▶ _PROBLEM_: Retyping all the entries exactly is the whole task.
------------------------------
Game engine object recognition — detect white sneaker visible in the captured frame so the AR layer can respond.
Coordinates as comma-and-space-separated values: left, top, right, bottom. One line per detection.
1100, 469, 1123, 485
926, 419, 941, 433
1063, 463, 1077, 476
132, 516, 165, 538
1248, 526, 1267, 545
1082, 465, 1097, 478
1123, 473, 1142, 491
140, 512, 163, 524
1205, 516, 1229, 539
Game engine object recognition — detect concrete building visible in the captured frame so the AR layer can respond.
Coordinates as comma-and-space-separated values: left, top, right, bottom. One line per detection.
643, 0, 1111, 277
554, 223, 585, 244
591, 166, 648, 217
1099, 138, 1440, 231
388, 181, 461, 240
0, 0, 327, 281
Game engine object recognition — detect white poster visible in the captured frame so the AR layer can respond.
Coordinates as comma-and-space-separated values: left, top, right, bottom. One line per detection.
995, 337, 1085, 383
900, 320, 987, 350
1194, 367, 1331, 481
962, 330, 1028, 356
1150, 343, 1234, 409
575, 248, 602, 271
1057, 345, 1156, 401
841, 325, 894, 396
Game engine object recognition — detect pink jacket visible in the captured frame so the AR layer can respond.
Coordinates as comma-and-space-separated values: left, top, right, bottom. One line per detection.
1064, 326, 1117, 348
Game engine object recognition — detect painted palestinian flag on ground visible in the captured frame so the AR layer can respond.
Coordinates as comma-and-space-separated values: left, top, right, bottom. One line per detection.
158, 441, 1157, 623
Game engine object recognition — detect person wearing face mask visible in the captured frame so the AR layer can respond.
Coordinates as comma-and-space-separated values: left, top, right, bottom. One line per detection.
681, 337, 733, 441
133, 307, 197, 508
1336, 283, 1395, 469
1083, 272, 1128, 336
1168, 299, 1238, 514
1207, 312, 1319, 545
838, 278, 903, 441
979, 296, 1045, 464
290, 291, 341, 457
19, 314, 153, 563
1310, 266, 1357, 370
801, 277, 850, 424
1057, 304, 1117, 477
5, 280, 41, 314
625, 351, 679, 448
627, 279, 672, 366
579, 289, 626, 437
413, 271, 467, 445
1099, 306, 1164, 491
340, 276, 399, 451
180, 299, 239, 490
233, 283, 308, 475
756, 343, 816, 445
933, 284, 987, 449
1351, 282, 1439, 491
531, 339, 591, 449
------------------------------
▶ _OUTPUT OF THE TASK_:
Game engine object recognition — detect white sneaker visible in the captured frame so the AR layer can respond.
Coordinates as comma-and-space-separated values: left, top, right, bottom. One line per detection.
1100, 469, 1123, 485
926, 419, 941, 433
1063, 463, 1077, 476
132, 516, 165, 538
1248, 526, 1267, 545
1082, 465, 1097, 478
1123, 473, 1142, 491
140, 512, 163, 524
1205, 516, 1229, 539
Game engine object recognition — detect concrete building visible in the captured frame so the AR layer can respond.
Coordinates as comma-and-space-separated values: left, top, right, bottom. One line per detection.
643, 0, 1111, 277
554, 223, 585, 244
591, 166, 648, 217
1099, 138, 1440, 231
388, 181, 461, 240
0, 0, 327, 281
Game engine object recognition — detect white poster visible in the captured frame so the AR layer can respond.
Coordinates as comma-and-space-separated values: left, top, right, bottom. One line per detection.
995, 337, 1085, 383
900, 320, 987, 350
1194, 367, 1331, 481
962, 330, 1028, 356
1150, 343, 1234, 409
575, 248, 602, 271
1057, 345, 1156, 401
841, 325, 894, 396
Game engine object recognition — detect pink jacket visible in the captured frame so the AR layer can respond.
Coordinates as comma-and-space-separated values: left, top, right, bottom. One line per detection.
1064, 326, 1117, 348
Game engine object recognition — detect painted palestinian flag on ground visible in the captured frame so the AR layer can respond.
Coordinates as comma-and-space-separated values: left, top, right, bottom. One line per detection.
158, 441, 1157, 623
Game engine object recognition — detect person wearing face mask visible in the captured frame so the AR layer can respond.
Coordinates as comma-and-space-separated values: left, top, right, bottom. One line per detection.
681, 337, 733, 441
133, 307, 197, 508
1336, 283, 1395, 469
1083, 272, 1128, 336
1168, 299, 1238, 514
1207, 312, 1319, 545
838, 278, 903, 441
979, 296, 1045, 464
290, 291, 341, 457
19, 314, 153, 563
1310, 266, 1357, 370
801, 277, 850, 424
1057, 304, 1117, 477
5, 280, 41, 314
625, 351, 679, 448
627, 279, 672, 366
579, 289, 626, 437
413, 271, 467, 445
1099, 306, 1164, 491
340, 276, 399, 451
180, 299, 239, 490
233, 283, 308, 475
756, 343, 816, 445
933, 284, 987, 449
1351, 282, 1439, 491
531, 339, 591, 449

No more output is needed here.